----- Dataset records

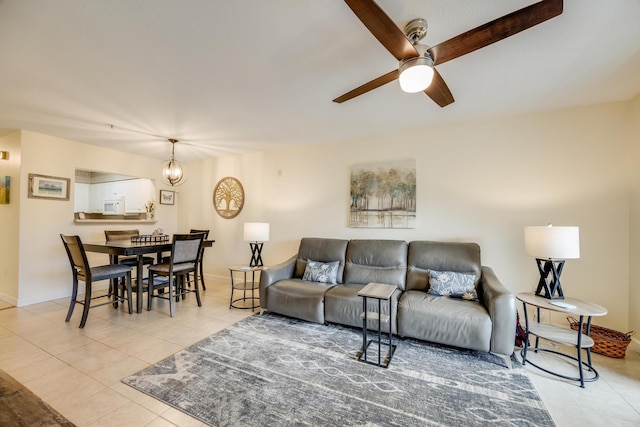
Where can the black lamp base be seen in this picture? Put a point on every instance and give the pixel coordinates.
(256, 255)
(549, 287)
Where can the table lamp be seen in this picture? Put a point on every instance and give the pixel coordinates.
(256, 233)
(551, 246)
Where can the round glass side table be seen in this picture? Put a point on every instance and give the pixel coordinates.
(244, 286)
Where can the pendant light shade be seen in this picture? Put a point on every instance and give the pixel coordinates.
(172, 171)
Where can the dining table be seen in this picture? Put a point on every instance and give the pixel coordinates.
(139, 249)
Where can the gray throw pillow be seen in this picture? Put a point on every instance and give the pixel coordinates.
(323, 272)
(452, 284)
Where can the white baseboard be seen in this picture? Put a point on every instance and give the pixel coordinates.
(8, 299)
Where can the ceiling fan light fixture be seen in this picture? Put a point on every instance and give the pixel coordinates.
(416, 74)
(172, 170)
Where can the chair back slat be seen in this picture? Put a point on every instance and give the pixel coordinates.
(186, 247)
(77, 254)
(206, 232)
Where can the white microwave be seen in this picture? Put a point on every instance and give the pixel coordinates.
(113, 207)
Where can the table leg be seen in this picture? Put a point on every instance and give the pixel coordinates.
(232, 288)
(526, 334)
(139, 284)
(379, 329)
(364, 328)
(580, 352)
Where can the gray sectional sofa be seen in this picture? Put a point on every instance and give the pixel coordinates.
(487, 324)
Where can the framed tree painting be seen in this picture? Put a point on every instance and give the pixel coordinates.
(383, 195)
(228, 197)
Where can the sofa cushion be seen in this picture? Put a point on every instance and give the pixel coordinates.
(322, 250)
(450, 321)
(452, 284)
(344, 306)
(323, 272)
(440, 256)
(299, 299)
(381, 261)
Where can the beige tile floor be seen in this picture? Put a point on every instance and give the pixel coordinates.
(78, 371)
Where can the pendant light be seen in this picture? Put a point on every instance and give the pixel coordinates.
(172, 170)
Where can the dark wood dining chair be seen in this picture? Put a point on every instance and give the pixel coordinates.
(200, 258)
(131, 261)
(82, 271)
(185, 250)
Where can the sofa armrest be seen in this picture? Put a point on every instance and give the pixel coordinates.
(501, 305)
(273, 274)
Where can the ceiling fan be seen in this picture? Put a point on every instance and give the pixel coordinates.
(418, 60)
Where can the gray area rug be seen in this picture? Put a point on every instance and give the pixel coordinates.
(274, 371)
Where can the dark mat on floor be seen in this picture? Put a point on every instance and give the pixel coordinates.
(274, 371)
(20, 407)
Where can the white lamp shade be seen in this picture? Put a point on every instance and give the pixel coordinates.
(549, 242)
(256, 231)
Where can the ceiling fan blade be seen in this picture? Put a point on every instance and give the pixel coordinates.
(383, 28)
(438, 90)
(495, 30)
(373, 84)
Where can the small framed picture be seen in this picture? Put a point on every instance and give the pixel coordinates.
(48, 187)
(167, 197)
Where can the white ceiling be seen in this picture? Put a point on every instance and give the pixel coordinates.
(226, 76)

----------

__Goal__
Set down only these lines, exactly: the line containing "Where can the sofa armrest" and each line after it, through the end of the listing.

__Task result__
Where can the sofa armrest be seen in this picture? Put a point on every instance and give the pixel coordinates.
(501, 305)
(273, 274)
Where can the ceiling fan be seen in this picture? Put a point on every instance and give the pixel coordinates.
(418, 60)
Where can the gray area rug be seen in this picture? Put a point on every instance and give the pixel coordinates.
(274, 371)
Where can the dark mat on floor be seen in this picture? Put a point on every instance and give the pixel coordinates.
(274, 371)
(20, 407)
Where can the white lamp shade be seen in this picture? Put a point on every instance and give the pixel coordinates.
(549, 242)
(256, 231)
Where can the ceiling fan blade be seen in this picture? Put a point on every instance and give the pixel coordinates.
(383, 28)
(438, 90)
(495, 30)
(373, 84)
Where can the small framed picture be seen in this picture? Put a point on every instance and give the pixel coordinates.
(48, 187)
(167, 197)
Where can the white ceiling be seen in this picture? Put a point on every instance and give the pixel coordinates.
(226, 76)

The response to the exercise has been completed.